Study text:

◇ ◇ ◇

These 'City on Fire' Book Spoilers You Need to Know Before Watching the Show (SPOILERS)
Published May 12 2023, 11:10 a.m. ET
Spoiler alert! This article potentially contains spoilers for City on Fire on Apple TV Plus.
More and more often, everyone's favorite bestselling books get picked up for television or film adaptations. One of those cases is City on Fire, the debut novel of author Garth Risk Hallberg. The book is set in New York City in the 1970s and follows the investigation of a shooting in Central Park on New Year's Eve.
City on Fire is an eight-part miniseries on Apple TV Plus, but if you'd like to be in the know about any potential spoilers ahead of time, we at Distractify have you covered. Here's all the City on Fire book spoilers you need to know, explained.
Here are all the 'City on Fire' book spoilers you need to know before the series, explained.
There are some apparent differences between the book and the TV show, the most notable being a change in the time frame. City on Fire the book is set in the 1970s, but the show is set in 2003. The plot begins with the shooting of Samantha Cicciaro, aka Sam, a teen writer for a punk magazine in Central Park.
Mercer, a young, gay, Black man from Georgia, is immediately a suspect, despite having nothing to do with Sam and only being in the wrong place at the wrong time. Mercer was in Central Park with his boyfriend, William “Billy” Hamilton-Sweeney, a NYC banking heir estranged from his family. Mercer finds Sam near death, but she is alive enough to be transported to the hospital.

◇ ◇ ◇

Records supplied:
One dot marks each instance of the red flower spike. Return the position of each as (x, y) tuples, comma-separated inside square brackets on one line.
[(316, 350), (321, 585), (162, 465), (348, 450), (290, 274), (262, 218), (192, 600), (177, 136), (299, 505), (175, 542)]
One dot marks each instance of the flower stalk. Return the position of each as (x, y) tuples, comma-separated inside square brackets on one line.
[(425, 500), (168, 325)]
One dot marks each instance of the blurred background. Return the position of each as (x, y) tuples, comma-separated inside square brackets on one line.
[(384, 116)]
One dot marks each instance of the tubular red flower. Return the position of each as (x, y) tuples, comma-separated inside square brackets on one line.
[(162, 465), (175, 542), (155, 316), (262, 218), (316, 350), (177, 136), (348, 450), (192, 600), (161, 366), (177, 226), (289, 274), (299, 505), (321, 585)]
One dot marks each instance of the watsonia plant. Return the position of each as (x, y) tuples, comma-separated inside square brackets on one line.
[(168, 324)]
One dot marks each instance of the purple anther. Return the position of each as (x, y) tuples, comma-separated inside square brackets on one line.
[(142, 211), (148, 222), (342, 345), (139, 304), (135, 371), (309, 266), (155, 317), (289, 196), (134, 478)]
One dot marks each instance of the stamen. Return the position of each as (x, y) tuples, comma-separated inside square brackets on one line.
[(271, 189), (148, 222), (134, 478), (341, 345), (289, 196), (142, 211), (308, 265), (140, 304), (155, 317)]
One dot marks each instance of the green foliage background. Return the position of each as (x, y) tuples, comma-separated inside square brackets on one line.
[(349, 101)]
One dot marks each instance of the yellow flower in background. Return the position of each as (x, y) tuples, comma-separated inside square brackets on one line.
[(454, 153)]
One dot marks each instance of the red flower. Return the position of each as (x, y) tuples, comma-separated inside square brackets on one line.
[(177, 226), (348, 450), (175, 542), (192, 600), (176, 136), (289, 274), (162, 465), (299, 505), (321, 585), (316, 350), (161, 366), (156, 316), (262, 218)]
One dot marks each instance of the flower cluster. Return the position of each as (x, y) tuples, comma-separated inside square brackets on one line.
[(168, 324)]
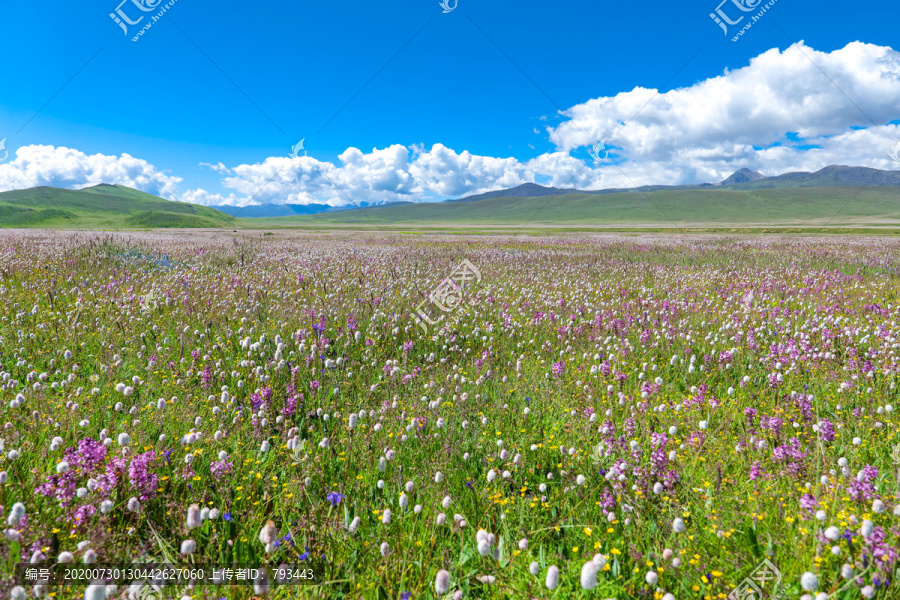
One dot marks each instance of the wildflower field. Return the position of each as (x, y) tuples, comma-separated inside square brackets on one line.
[(596, 417)]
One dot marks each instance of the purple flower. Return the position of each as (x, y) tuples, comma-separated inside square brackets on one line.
[(558, 369), (140, 476)]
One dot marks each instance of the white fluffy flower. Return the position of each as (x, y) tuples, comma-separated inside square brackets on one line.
[(589, 575)]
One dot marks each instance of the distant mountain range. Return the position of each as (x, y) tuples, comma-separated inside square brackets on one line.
[(102, 206), (829, 196), (742, 179)]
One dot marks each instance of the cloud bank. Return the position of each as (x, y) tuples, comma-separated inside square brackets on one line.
[(779, 113)]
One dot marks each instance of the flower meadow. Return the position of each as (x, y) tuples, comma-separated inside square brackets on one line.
[(641, 417)]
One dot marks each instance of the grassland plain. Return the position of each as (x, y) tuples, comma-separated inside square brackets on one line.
[(104, 207), (642, 417), (810, 207)]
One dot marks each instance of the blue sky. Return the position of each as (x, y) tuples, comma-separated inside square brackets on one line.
[(240, 83)]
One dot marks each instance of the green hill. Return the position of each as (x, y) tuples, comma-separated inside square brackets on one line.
[(806, 206), (102, 206)]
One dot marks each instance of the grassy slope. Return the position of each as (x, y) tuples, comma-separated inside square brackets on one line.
[(103, 206), (791, 206)]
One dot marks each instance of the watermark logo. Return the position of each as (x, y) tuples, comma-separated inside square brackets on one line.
[(598, 152), (124, 19), (295, 150), (895, 152), (447, 296), (723, 20), (760, 584), (149, 302), (145, 591)]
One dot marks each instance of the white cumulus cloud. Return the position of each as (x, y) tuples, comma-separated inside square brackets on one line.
[(68, 168)]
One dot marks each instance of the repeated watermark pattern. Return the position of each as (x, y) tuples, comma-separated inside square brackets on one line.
[(723, 20), (447, 296), (895, 152), (149, 302), (760, 584), (599, 152), (123, 19), (296, 148)]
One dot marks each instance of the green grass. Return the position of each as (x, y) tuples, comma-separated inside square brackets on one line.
[(270, 316), (810, 207), (102, 206)]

◇ ◇ ◇

Exercises to complete:
1) According to the City on Fire spoilers article, in what year is the TV show set?
2) Please carry the City on Fire spoilers article forward from its final sentence, picking up right after Mercer finds Sam.

Task-by-task results:
1) 2003

2)
Billy recognizes Sam because she and her friend Charlie often attended shows for his punk band, Ex-Nihilo.
Billy has a sister, Regan, who is also estranged from the family and is trying to divorce her husband, Keith. Mercer meets both in the hospital and learns that Keith has a secret romantic connection with Sam. Meanwhile, Billy's bandmate, Nicky Chaos, an anarchist, plans to eliminate all wealthy elite (including Billy and his sister) via arson. Thankfully, Nicky's plan is foiled, but it does coincide with the July 1977 blackout in New York City.
Readers eventually learn that the person who tried to kill Sam was an old friend from the punk scene, completely unrelated to the financial crisis plot line, but her ultimate fate is never revealed.
Fans will have to see for themselves if the City on Fire miniseries changes her fate and provides fans with more answers than the text.